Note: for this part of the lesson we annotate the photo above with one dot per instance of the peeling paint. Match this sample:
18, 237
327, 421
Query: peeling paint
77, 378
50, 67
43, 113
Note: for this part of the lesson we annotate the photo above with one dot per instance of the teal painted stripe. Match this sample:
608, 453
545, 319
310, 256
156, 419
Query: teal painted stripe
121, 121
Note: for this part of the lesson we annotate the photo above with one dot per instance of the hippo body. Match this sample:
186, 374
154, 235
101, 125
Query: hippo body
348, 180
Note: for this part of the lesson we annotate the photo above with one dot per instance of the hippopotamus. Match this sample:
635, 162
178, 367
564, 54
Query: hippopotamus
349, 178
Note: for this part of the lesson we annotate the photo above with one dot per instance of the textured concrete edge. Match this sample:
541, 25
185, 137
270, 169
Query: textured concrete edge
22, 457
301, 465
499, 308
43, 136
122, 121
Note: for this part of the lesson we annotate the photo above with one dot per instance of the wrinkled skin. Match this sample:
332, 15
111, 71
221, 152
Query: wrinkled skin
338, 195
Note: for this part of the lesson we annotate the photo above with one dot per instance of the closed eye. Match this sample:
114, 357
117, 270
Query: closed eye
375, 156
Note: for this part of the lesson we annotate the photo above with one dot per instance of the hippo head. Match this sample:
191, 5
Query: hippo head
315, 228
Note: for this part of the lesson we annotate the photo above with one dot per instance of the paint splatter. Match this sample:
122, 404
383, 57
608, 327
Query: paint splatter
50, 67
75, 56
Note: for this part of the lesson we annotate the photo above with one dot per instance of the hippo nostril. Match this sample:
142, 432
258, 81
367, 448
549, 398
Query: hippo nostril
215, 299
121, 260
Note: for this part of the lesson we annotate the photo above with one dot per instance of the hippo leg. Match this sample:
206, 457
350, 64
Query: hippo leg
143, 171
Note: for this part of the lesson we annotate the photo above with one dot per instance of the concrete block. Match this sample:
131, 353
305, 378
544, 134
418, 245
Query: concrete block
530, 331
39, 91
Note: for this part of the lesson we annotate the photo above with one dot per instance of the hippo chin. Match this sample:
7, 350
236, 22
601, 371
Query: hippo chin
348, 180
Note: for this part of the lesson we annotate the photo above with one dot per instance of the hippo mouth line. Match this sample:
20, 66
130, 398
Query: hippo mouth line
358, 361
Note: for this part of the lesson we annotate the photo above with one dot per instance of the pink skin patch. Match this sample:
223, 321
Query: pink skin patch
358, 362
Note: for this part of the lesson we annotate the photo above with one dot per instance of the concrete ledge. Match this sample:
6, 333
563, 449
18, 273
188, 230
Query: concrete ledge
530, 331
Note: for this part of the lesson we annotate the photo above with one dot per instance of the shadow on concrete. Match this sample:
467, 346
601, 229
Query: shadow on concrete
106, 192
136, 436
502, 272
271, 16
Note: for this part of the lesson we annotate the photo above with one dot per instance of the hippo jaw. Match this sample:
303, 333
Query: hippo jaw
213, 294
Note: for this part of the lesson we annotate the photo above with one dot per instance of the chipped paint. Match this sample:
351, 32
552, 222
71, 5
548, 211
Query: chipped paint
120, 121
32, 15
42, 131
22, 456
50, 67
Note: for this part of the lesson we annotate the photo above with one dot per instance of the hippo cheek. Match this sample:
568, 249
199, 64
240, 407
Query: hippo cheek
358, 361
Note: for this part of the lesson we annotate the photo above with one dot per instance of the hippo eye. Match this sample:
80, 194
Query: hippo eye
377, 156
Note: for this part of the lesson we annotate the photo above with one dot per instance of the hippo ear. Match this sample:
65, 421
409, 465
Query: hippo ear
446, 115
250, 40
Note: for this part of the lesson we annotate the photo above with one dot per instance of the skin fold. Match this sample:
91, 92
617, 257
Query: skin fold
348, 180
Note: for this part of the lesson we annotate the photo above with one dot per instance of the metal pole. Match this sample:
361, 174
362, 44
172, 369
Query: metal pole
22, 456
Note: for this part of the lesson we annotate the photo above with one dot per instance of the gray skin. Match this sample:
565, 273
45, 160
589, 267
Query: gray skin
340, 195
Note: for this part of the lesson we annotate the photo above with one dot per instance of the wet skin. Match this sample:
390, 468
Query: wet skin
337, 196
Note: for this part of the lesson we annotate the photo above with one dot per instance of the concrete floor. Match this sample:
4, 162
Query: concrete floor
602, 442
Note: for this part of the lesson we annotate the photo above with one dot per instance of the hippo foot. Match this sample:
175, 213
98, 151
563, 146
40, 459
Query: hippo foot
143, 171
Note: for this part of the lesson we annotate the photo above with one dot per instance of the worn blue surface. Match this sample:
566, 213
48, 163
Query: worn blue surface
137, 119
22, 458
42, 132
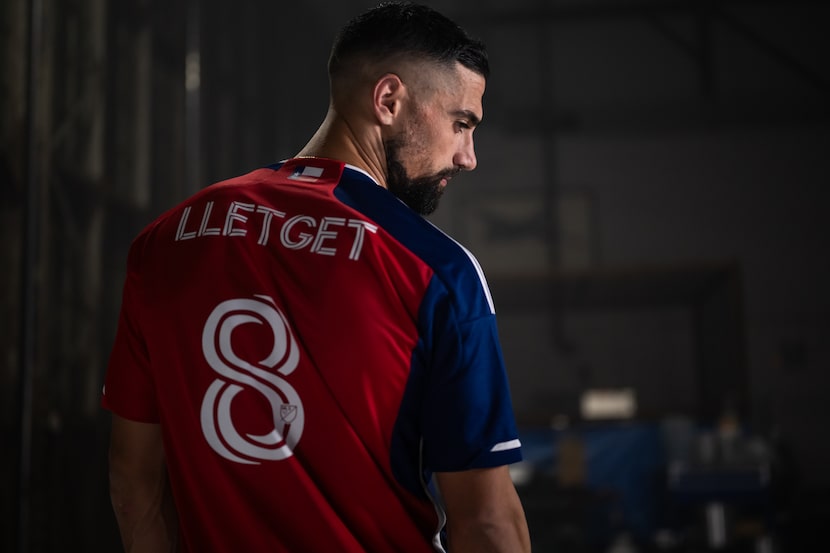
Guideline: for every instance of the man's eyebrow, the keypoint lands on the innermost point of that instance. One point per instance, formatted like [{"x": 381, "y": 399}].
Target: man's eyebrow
[{"x": 468, "y": 115}]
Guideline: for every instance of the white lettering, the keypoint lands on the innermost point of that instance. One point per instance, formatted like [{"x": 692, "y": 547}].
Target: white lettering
[
  {"x": 268, "y": 213},
  {"x": 180, "y": 233},
  {"x": 324, "y": 234},
  {"x": 360, "y": 227},
  {"x": 203, "y": 230},
  {"x": 304, "y": 237},
  {"x": 233, "y": 215}
]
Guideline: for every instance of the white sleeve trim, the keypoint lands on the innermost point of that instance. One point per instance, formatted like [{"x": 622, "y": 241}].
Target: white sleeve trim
[{"x": 504, "y": 446}]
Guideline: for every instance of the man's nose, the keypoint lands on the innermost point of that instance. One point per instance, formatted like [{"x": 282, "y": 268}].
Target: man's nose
[{"x": 465, "y": 157}]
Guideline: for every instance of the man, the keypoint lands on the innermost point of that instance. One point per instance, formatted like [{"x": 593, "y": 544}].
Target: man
[{"x": 304, "y": 363}]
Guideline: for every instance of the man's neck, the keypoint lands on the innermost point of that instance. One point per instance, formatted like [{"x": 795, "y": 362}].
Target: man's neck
[{"x": 351, "y": 144}]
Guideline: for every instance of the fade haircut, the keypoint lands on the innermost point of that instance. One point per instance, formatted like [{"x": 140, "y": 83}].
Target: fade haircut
[{"x": 409, "y": 30}]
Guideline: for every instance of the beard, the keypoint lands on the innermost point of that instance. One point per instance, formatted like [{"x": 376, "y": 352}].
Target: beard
[{"x": 421, "y": 194}]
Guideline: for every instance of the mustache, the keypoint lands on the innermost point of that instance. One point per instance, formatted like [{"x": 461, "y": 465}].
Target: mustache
[{"x": 448, "y": 173}]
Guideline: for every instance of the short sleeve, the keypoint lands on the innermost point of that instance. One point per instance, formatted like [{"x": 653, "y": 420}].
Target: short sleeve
[{"x": 467, "y": 412}]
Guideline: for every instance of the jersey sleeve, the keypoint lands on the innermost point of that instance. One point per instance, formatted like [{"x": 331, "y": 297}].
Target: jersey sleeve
[
  {"x": 467, "y": 417},
  {"x": 128, "y": 386}
]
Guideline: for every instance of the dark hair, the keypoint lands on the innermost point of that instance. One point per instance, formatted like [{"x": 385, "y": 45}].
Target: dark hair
[{"x": 394, "y": 28}]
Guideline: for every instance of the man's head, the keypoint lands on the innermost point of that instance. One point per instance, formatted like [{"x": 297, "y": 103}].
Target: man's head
[{"x": 426, "y": 79}]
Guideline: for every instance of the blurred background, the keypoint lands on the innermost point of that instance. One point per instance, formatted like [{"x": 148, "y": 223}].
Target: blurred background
[{"x": 650, "y": 208}]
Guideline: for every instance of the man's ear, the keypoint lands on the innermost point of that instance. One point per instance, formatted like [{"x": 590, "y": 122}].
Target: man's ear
[{"x": 387, "y": 98}]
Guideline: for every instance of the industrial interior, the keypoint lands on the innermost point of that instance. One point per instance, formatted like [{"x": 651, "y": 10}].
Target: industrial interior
[{"x": 649, "y": 207}]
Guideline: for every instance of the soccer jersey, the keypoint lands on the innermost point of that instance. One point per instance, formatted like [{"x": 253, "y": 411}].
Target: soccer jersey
[{"x": 313, "y": 351}]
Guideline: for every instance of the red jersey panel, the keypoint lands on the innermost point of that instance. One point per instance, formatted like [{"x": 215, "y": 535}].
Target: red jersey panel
[{"x": 282, "y": 337}]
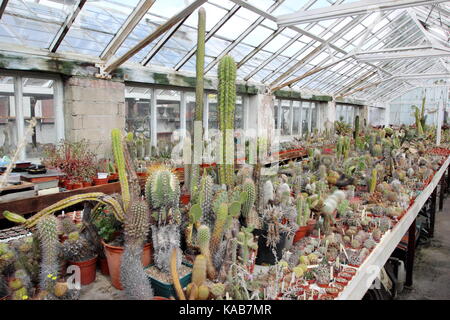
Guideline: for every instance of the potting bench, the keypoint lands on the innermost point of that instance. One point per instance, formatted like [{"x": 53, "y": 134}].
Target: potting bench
[{"x": 370, "y": 269}]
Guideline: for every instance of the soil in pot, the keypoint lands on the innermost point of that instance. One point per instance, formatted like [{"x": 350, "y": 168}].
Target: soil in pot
[
  {"x": 265, "y": 254},
  {"x": 88, "y": 270},
  {"x": 103, "y": 265},
  {"x": 114, "y": 256}
]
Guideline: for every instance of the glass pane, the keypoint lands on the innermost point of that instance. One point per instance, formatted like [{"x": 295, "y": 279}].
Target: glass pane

## Objective
Write out exactly the final stretch of the records: the line containing "Guideline: for every instance of the soil" and every line after it, through the last, and nothing else.

## Reply to the task
Guideline: for every instance of the soil in pot, the keypoint lands on the innermost point of that instance. One point per instance, formatted like [{"x": 350, "y": 168}].
Target: soil in pot
[
  {"x": 265, "y": 254},
  {"x": 88, "y": 270},
  {"x": 103, "y": 265},
  {"x": 114, "y": 256}
]
Guideline: for every instance of the glass pane, the keypoint lands on the innermost point of that instance. One point per instance, formatted like [{"x": 295, "y": 279}].
Target: glass pane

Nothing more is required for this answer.